== Exercise description ==
Output every entry exactly, without any pictures.

Saved entries:
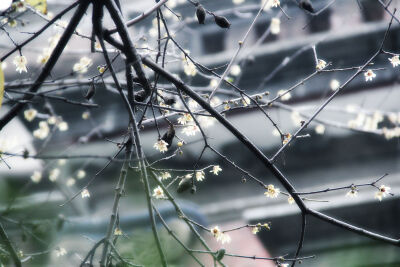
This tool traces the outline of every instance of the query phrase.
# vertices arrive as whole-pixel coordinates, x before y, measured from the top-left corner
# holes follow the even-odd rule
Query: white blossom
[[[221,167],[219,165],[214,165],[210,172],[212,172],[214,175],[218,175],[220,171],[222,171]]]
[[[42,180],[42,173],[40,171],[34,171],[31,175],[31,180],[34,183],[39,183]]]
[[[157,199],[165,198],[164,190],[161,188],[161,186],[157,186],[156,188],[154,188],[153,197]]]
[[[33,108],[30,108],[30,109],[27,109],[24,111],[24,117],[25,117],[25,120],[27,120],[27,121],[34,120],[36,115],[37,115],[37,110],[33,109]]]
[[[23,71],[28,72],[26,68],[26,64],[28,61],[25,56],[16,56],[13,60],[14,65],[16,66],[16,71],[22,73]]]
[[[372,81],[372,79],[374,79],[376,77],[376,74],[374,73],[373,70],[367,70],[366,72],[364,72],[364,77],[365,77],[365,81]]]
[[[90,192],[89,192],[89,190],[87,190],[86,188],[83,189],[82,192],[81,192],[81,197],[82,197],[82,198],[90,197]]]
[[[279,34],[281,32],[281,20],[279,18],[272,18],[270,29],[272,34]]]
[[[60,169],[52,169],[49,173],[49,180],[51,182],[55,182],[58,179],[58,176],[60,176]]]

== Your response ==
This tool traces the outline of every instance of the query phrase.
# vertices arrive as whole-pixel coordinates, x before y, measured from the top-left corner
# holes follow the even-odd rule
Query: white blossom
[[[221,167],[219,165],[214,165],[210,172],[212,172],[214,175],[218,175],[220,171],[222,171]]]
[[[42,180],[42,173],[40,171],[34,171],[31,175],[31,180],[34,183],[39,183]]]
[[[157,199],[165,198],[164,190],[161,188],[161,186],[157,186],[156,188],[154,188],[153,197]]]
[[[33,108],[30,108],[30,109],[27,109],[24,111],[24,117],[25,117],[25,120],[27,120],[27,121],[34,120],[36,115],[37,115],[37,110],[33,109]]]
[[[23,71],[28,72],[26,68],[26,64],[28,61],[25,56],[16,56],[13,60],[14,65],[16,66],[16,71],[22,73]]]
[[[372,81],[372,79],[374,79],[376,77],[376,74],[374,73],[373,70],[367,70],[366,72],[364,72],[364,77],[365,77],[365,81]]]
[[[90,192],[89,192],[89,190],[87,190],[86,188],[83,189],[82,192],[81,192],[81,197],[82,197],[82,198],[90,197]]]
[[[279,34],[281,32],[281,20],[279,18],[272,18],[270,29],[272,34]]]
[[[60,169],[52,169],[49,173],[49,180],[51,182],[55,182],[58,179],[58,176],[60,176]]]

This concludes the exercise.